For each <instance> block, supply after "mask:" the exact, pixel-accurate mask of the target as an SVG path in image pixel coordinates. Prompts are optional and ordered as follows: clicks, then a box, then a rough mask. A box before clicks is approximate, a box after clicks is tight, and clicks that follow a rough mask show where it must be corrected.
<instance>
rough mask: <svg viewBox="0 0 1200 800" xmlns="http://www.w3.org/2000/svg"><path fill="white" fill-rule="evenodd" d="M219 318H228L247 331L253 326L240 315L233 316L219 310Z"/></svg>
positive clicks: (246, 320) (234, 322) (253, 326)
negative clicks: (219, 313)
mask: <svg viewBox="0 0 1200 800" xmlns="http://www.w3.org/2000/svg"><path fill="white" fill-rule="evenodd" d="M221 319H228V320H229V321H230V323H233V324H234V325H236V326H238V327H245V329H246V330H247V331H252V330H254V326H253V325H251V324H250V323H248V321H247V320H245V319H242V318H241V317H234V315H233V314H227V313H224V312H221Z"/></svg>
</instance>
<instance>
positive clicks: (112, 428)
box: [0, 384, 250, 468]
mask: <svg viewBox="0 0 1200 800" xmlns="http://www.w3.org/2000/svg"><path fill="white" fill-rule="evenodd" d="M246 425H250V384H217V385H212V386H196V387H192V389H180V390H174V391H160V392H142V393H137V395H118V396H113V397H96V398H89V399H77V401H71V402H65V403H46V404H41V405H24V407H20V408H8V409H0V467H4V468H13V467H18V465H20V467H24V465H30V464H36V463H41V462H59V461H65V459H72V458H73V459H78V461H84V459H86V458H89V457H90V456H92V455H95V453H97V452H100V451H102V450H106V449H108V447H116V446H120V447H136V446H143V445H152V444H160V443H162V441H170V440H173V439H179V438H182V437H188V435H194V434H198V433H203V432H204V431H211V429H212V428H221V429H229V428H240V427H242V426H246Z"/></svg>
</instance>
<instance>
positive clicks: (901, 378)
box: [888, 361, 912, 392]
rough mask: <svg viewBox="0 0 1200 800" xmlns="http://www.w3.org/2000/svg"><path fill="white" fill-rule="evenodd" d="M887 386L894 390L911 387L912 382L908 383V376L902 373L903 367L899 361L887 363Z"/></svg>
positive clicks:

Work instruction: Reproduce every line of the listing above word for word.

Answer box:
For each <instance> block, supply after "mask:" the exact, pixel-accurate mask of the target as an SVG path in image pixel coordinates. Prompts are optional and ordered as follows: clicks, then a box, then a rough mask. A box before clicks is approximate, a box after clicks is tight, and clicks that follow a rough mask show where it must be corrected.
<instance>
rough mask: <svg viewBox="0 0 1200 800" xmlns="http://www.w3.org/2000/svg"><path fill="white" fill-rule="evenodd" d="M219 318H228L247 331L253 326L240 315L233 316L219 310Z"/></svg>
positive clicks: (246, 320) (234, 322) (253, 326)
negative clicks: (219, 313)
mask: <svg viewBox="0 0 1200 800" xmlns="http://www.w3.org/2000/svg"><path fill="white" fill-rule="evenodd" d="M221 319H228V320H229V321H230V323H233V324H234V325H236V326H238V327H245V329H246V330H247V331H252V330H254V326H253V325H251V324H250V323H248V321H247V320H245V319H242V318H241V317H234V315H233V314H227V313H224V312H221Z"/></svg>
</instance>
<instance>
positive clicks: (112, 428)
box: [0, 384, 250, 468]
mask: <svg viewBox="0 0 1200 800" xmlns="http://www.w3.org/2000/svg"><path fill="white" fill-rule="evenodd" d="M246 425H250V384H217V385H212V386H196V387H192V389H180V390H174V391H160V392H142V393H137V395H118V396H113V397H96V398H89V399H77V401H71V402H65V403H46V404H41V405H24V407H20V408H8V409H0V467H4V468H13V467H18V465H20V467H24V465H30V464H36V463H41V462H59V461H65V459H72V458H73V459H78V461H84V459H86V458H89V457H90V456H92V455H95V453H97V452H100V451H102V450H106V449H108V447H116V446H120V447H136V446H143V445H152V444H160V443H162V441H170V440H173V439H179V438H182V437H188V435H194V434H198V433H203V432H204V431H211V429H212V428H221V429H229V428H240V427H242V426H246Z"/></svg>
</instance>
<instance>
positive clicks: (901, 378)
box: [888, 361, 912, 392]
rough mask: <svg viewBox="0 0 1200 800" xmlns="http://www.w3.org/2000/svg"><path fill="white" fill-rule="evenodd" d="M887 386L894 390L911 387L912 382L908 383V376L902 373L903 367L899 361L887 363Z"/></svg>
positive clicks:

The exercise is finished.